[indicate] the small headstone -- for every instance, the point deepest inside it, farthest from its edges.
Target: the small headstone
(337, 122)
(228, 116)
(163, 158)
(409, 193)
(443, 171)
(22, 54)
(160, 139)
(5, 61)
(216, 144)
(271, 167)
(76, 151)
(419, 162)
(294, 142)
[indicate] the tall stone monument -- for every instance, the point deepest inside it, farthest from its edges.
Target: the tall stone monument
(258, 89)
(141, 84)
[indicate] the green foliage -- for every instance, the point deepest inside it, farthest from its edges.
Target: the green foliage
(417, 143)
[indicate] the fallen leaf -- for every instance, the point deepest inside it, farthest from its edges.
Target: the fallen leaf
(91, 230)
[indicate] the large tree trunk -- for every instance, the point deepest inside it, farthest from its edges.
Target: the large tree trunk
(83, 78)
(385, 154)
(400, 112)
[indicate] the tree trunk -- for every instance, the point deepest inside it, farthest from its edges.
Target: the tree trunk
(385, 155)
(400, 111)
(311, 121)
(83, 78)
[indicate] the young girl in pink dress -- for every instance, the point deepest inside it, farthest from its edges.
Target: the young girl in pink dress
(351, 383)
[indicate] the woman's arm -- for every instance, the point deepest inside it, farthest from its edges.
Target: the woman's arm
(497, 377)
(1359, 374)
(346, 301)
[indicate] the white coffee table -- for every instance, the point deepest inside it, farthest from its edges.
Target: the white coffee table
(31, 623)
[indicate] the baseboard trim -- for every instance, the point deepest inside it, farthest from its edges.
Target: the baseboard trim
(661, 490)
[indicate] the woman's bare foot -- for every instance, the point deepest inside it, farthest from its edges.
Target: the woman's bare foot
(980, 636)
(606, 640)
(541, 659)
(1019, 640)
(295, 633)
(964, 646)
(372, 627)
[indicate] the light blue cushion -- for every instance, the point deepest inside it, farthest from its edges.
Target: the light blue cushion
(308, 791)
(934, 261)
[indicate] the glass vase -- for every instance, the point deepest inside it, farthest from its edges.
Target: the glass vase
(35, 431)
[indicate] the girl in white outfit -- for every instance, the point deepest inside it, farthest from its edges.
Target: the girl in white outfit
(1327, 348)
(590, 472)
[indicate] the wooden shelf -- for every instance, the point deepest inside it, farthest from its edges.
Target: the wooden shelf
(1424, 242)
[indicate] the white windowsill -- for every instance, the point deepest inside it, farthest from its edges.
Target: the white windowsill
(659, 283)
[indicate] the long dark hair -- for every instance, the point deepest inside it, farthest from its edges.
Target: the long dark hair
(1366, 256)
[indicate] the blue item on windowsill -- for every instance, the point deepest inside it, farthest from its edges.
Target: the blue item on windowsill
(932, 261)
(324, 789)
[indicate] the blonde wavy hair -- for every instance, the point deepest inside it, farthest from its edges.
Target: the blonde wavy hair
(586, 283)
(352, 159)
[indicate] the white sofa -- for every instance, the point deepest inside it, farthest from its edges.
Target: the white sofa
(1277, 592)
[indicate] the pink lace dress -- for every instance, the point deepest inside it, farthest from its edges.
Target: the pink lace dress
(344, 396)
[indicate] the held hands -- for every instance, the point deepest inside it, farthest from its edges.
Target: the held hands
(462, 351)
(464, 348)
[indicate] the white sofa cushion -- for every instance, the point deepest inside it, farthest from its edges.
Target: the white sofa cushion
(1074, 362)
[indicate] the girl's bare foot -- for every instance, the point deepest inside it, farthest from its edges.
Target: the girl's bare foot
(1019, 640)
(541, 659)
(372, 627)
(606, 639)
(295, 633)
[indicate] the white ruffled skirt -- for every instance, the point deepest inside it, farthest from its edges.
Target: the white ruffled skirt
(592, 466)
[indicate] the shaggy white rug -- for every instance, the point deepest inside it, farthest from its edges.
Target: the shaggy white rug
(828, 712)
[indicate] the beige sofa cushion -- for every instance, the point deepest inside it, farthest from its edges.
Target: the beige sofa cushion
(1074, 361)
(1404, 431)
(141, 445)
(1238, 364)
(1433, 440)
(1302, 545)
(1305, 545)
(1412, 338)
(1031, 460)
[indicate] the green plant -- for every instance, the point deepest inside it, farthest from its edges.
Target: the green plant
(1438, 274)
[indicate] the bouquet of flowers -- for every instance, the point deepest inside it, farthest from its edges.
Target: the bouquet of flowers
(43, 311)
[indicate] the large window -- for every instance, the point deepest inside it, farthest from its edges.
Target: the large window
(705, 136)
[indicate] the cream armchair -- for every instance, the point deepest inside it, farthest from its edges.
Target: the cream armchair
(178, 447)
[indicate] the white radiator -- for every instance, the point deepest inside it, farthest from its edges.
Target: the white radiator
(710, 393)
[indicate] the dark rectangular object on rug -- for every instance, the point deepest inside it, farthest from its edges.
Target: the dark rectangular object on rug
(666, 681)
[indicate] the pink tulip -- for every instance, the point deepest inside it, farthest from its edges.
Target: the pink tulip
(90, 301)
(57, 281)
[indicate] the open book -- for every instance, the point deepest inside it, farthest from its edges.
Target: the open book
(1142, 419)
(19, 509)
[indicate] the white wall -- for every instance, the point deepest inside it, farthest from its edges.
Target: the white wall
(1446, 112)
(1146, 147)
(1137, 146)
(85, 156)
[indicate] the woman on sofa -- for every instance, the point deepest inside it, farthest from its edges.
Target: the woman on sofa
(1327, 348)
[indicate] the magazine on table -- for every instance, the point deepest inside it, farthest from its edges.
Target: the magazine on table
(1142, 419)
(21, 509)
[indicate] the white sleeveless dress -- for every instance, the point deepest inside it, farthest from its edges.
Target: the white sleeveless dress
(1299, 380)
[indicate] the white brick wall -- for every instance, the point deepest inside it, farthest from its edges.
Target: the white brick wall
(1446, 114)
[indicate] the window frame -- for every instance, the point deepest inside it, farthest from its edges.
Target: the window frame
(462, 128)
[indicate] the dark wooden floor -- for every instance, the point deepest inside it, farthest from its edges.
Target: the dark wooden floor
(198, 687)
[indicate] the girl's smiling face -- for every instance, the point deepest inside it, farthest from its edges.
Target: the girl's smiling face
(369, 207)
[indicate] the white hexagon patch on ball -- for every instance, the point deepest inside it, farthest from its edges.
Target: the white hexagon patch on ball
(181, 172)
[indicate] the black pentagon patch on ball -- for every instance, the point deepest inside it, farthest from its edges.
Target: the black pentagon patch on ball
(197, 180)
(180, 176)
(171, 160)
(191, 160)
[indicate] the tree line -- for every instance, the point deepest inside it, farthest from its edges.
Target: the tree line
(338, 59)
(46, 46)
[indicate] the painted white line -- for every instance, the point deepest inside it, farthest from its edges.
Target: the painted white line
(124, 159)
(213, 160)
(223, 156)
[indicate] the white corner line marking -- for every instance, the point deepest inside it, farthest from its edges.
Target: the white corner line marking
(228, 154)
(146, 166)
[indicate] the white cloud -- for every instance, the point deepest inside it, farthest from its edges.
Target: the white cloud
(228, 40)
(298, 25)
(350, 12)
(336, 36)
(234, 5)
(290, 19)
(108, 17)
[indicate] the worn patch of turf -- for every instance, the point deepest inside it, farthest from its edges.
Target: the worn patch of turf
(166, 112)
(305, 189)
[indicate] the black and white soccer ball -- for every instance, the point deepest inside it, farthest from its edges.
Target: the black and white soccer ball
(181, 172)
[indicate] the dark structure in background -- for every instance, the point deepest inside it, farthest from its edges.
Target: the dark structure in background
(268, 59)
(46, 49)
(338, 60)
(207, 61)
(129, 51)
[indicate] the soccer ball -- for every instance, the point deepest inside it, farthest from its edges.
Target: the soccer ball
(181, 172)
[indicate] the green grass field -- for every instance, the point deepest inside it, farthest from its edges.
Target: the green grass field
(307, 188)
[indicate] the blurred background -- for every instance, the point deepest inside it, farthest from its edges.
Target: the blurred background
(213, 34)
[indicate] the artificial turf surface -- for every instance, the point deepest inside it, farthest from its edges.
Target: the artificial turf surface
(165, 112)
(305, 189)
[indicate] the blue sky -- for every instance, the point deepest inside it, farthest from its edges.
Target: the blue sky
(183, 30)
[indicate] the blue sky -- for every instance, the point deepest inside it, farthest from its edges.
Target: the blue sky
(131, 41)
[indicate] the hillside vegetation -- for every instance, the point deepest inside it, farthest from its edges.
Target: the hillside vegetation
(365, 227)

******************************

WHAT THE TASK REQUIRES: Quote, word for word, every line starting at the one that contains "[indicate] the green grass" and ending with the final line of the entries.

THE RESULT:
[indicate] the green grass field -- for every instance, the point deepest inside it, farthest from its edges.
Target: the green grass field
(307, 188)
[indicate] the blurred background -- for every instance, the point deepest inside it, farthest from its edges.
Target: the blurred background
(213, 34)
[indicate] the artificial turf surface -- for every instance, the point deepest inside it, farthest from its edges.
Target: the artificial turf surface
(165, 112)
(305, 189)
[indicate] the blue sky -- for every instance, the point deepest inside it, farthest from its edges.
Target: the blue sky
(183, 30)
[indicate] the blue sky -- for every instance, the point deepest inside it, farthest from its edges.
Target: the blue sky
(131, 41)
[indicate] the hillside vegetation -- for every instance, the point deepest inside it, farthest from its edges.
Target: the hillside vegetation
(365, 227)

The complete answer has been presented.